WORK TO COMPLETE:
Using the entries that follow, report the number of lines that include the string "below", without any other text.

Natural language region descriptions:
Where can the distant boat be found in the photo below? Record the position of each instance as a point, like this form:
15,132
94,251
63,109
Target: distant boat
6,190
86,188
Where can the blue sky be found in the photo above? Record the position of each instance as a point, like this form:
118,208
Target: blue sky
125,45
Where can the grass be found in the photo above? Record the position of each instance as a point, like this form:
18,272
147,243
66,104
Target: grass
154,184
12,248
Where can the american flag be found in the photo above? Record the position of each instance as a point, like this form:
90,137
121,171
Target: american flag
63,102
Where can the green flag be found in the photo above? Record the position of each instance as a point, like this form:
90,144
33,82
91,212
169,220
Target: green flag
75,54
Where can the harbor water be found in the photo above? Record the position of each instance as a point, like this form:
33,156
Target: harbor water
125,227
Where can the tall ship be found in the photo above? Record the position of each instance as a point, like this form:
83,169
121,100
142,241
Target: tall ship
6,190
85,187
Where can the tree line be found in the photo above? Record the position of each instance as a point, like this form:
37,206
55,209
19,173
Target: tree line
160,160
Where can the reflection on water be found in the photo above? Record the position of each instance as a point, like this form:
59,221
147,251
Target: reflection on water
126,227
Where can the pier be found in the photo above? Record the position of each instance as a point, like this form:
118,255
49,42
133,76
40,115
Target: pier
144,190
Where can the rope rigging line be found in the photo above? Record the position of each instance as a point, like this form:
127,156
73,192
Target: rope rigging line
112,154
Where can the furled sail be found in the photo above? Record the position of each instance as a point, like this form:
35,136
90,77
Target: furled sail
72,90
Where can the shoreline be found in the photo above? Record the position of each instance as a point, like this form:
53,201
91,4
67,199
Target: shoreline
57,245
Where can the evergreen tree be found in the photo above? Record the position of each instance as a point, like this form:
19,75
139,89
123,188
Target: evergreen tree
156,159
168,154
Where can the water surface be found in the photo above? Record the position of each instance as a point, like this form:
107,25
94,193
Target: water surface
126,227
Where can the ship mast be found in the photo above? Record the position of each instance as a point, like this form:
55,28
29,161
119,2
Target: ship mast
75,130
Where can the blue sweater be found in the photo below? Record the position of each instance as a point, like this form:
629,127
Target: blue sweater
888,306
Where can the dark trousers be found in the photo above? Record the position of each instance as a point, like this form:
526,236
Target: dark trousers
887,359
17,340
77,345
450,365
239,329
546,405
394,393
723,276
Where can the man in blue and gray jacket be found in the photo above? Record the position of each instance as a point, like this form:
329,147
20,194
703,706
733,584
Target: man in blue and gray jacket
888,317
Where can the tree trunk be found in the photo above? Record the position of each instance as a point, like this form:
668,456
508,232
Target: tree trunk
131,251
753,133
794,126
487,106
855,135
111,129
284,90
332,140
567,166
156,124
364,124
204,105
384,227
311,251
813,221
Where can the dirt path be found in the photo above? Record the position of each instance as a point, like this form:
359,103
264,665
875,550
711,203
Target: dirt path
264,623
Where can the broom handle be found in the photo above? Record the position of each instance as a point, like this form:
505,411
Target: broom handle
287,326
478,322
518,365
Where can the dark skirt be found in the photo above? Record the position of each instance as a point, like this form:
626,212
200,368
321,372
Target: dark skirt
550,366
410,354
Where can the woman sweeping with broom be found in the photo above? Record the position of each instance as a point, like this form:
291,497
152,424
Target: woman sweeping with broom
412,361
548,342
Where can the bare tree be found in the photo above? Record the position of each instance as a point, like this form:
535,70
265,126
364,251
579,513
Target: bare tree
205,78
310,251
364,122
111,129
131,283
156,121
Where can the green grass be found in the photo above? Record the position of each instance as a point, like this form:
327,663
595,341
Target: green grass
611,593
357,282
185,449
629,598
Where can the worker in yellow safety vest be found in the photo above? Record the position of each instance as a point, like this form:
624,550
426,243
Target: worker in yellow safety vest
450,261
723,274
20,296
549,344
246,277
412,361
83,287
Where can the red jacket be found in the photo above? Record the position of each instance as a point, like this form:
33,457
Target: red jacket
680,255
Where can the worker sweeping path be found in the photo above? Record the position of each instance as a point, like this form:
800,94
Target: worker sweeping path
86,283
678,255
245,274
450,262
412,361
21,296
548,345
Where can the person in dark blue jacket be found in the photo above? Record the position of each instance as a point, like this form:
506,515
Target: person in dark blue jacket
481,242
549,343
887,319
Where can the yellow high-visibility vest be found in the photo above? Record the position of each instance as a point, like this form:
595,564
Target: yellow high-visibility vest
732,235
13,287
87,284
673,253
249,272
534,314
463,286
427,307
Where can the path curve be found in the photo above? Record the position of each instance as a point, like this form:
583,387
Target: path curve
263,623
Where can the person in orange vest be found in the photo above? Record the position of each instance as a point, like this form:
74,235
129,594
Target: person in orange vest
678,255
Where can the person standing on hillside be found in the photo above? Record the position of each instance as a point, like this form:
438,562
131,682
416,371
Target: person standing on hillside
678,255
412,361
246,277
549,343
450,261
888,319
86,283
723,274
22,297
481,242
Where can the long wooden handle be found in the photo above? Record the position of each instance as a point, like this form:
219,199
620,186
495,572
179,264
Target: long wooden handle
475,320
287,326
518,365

FINAL ANSWER:
2